##### Source

Nil desperandum ...  For that money, if it's a watch with a working Omega movement in it could be a lot worse, it's attractive and if it's a franken, I've seen a lot worse. Let's be honest it would make a nice dress watch and your non WIS friends would never know...


----------



## andrew91 (Jul 11, 2013)

Changed my mind again! I'm just going to ask for pictures of the movement - seek the opinion of those on here and see what the consensus is. I just think it's such a beautiful watch.


----------



## Deco (Feb 15, 2011)

Should you not have asked these questions of the seller before you bought?


----------



## AVO (Nov 18, 2012)

I'd keep your money if you can and look for something else.


----------



## andrew91 (Jul 11, 2013)

Deco said:


> Should you not have asked these questions of the seller before you bought?


Yes but l bid on it last night after a night out in town so not much thought when into the purchase.


----------



## artistmike (May 13, 2006)

andrew91 said:


> Yes but l bid on it last night after a night out in town so not much thought when into the purchase.


  Been there done that......


----------



## chris.ph (Dec 29, 2011)

as above lol


----------



## greasemonk (Oct 4, 2012)

me too.....


----------



## frogspawn (Jun 20, 2008)

Me to and it's still in the garage...


----------



## Tomcat1960 (Apr 13, 2013)

Honestly - this may serve as an excuse to yourself, but not to the seller. I'd stick with "wrong description", or just pay and be happy. On WUS they stated that it might be a period redial, so "original" by all means and purposes.

I'd stick with the deal, even if I was intoxicated when I did it in the first place. It's just fair ;-)

And it's not like we'd be discussing a marriage here

Regards

Tomcat


----------



## andrew91 (Jul 11, 2013)

Thanks for the help and sorry about all the crap in the photos. I didn't really know how to crop them.


----------



## antony (Dec 28, 2007)

I does'nt sound like you want it.


----------

##########
##### Material supplied

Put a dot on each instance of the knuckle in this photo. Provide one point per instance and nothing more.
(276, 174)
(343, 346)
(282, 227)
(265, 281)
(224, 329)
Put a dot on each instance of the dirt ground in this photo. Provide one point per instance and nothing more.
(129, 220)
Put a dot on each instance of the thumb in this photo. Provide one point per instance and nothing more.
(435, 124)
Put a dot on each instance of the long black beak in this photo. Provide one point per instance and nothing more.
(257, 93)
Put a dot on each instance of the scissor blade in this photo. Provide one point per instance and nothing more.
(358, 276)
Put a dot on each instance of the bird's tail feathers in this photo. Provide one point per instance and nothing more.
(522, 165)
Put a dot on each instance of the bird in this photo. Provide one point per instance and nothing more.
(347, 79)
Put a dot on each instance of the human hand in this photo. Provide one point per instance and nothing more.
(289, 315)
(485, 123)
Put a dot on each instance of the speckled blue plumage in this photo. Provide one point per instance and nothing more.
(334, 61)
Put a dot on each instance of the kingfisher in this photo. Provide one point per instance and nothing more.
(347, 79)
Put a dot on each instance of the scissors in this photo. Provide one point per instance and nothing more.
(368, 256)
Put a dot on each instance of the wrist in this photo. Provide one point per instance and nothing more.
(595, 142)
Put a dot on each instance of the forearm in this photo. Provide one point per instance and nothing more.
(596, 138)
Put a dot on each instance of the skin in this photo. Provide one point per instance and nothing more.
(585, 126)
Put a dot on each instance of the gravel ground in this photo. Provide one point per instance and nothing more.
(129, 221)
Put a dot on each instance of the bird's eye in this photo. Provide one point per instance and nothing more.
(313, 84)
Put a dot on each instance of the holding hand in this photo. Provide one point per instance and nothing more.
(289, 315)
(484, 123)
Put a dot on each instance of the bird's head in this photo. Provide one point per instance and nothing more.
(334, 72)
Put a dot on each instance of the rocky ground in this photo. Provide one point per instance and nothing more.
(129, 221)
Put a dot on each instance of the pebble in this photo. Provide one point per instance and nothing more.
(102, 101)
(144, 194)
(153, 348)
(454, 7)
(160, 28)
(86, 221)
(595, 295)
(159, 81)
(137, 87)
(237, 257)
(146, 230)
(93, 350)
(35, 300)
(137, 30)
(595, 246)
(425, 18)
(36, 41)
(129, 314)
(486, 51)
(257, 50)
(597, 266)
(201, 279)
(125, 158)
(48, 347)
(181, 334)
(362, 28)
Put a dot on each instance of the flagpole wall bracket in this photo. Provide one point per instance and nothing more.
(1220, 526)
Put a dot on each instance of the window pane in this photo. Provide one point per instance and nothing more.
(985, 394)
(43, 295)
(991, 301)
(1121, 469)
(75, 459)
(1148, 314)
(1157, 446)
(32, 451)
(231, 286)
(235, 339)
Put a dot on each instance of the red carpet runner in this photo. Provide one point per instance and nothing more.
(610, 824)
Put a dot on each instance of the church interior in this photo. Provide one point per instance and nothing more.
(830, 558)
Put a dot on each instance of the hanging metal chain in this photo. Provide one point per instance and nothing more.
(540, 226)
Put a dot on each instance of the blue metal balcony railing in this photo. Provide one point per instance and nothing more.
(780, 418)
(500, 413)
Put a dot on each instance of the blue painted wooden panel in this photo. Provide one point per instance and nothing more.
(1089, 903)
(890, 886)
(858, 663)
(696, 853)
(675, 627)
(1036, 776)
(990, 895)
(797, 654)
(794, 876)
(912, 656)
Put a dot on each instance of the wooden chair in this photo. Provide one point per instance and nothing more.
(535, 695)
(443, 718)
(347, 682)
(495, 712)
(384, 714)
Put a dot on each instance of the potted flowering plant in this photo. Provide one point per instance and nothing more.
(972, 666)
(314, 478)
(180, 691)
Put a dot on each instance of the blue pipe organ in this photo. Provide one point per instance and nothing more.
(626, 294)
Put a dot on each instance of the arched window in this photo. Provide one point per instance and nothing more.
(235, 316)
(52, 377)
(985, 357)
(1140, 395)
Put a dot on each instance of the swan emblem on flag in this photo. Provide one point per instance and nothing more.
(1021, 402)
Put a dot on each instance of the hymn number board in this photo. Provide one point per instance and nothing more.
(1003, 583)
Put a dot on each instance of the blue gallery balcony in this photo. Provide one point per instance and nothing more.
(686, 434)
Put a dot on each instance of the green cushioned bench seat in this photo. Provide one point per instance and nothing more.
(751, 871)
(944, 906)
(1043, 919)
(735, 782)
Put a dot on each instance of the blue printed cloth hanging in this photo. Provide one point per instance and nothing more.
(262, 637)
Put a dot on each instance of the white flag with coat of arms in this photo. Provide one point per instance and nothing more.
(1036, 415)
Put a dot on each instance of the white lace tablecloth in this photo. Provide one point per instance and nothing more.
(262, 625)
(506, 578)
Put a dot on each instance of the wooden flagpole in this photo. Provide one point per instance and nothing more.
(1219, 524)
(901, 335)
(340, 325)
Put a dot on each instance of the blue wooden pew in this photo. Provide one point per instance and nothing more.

##########

**Your instructions**
Answer these from the watch forum thread:
(a) What does andrew91 plan to ask the seller for?
(b) When did andrew91 bid on the watch?
(c) According to Tomcat1960, what did people on WUS say the watch might be?
The items are separate material, unrelated to the watch forum thread.

**Solution to this problem**
(a) Pictures of the movement.
(b) Last night, after a night out in town.
(c) A period redial.